_Page extract:_
-------------------------

But to measure the gentleness, the forgiveness, the tenderness of the
ghost, we must well understand his wrongs. The murder is plain; but
there is that which went before and is worse, yet is not so plain to
every eye that reads the story. There is that without which the murder
had never been, and which, therefore, is a cause of all the wrong. For
listen to what the ghost reveals when at length he has withdrawn his son
that he may speak with him alone, and Hamlet has forestalled the
disclosure of the murderer:
"Ay, that incestuous, that adulterate beast,
With witchcraft of his wit, with traitorous gifts,
(O wicked wit and gifts that have the power
So to seduce!) won to his shameful lust
The will of my most seeming virtuous queen:
Oh, Hamlet, what a falling off was there!
From me, whose love was of that dignity
That it went hand in hand even with the vow
I made to her in marriage, and to decline
Upon a wretch, whose natural gifts were poor
To those of mine!
But virtue--as it never will be moved
Though lewdness court it in a shape of heaven,
So lust, though to a radiant angel linked,
Will sate itself in a celestial bed,
And prey on garbage."
Reading this passage, can any one doubt that the ghost charges his late
wife with adultery, as the root of all his woes? It is true that,
obedient to the ghost's injunctions, as well as his own filial
instincts, Hamlet accuses his mother of no more than was patent to all
the world; but unless we suppose the ghost misinformed or mistaken, we
must accept this charge. And had Gertrude not yielded to the witchcraft
of Claudius' wit, Claudius would never have murdered Hamlet. Through her
his life was dishonoured, and his death violent and premature: unhuzled,
disappointed, unaneled, he woke to the air--not of his orchard-blossoms,
but of a prison-house, the lightest word of whose terrors would freeze
the blood of the listener. What few men can say, he could--that his love
to his wife had kept even step with the vow he made to her in marriage;
and his son says of him--
"so loving to my mother
That he might not beteem the winds of heaven
Visit her face too roughly;"

-------------------------

Reproduce word for word the part of the passage on Hamlet's ghost that starts with "But to measure" and ends after "off was there!". Rely only on the passage on Hamlet's ghost.

_Supplied material:_
-------------------------

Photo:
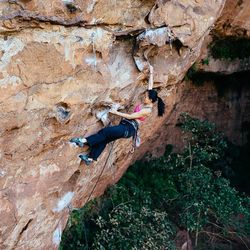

-------------------------

_Finished task:_
But to measure the gentleness, the forgiveness, the tenderness of the
ghost, we must well understand his wrongs. The murder is plain; but
there is that which went before and is worse, yet is not so plain to
every eye that reads the story. There is that without which the murder
had never been, and which, therefore, is a cause of all the wrong. For
listen to what the ghost reveals when at length he has withdrawn his son
that he may speak with him alone, and Hamlet has forestalled the
disclosure of the murderer:
"Ay, that incestuous, that adulterate beast,
With witchcraft of his wit, with traitorous gifts,
(O wicked wit and gifts that have the power
So to seduce!) won to his shameful lust
The will of my most seeming virtuous queen:
Oh, Hamlet, what a falling off was there!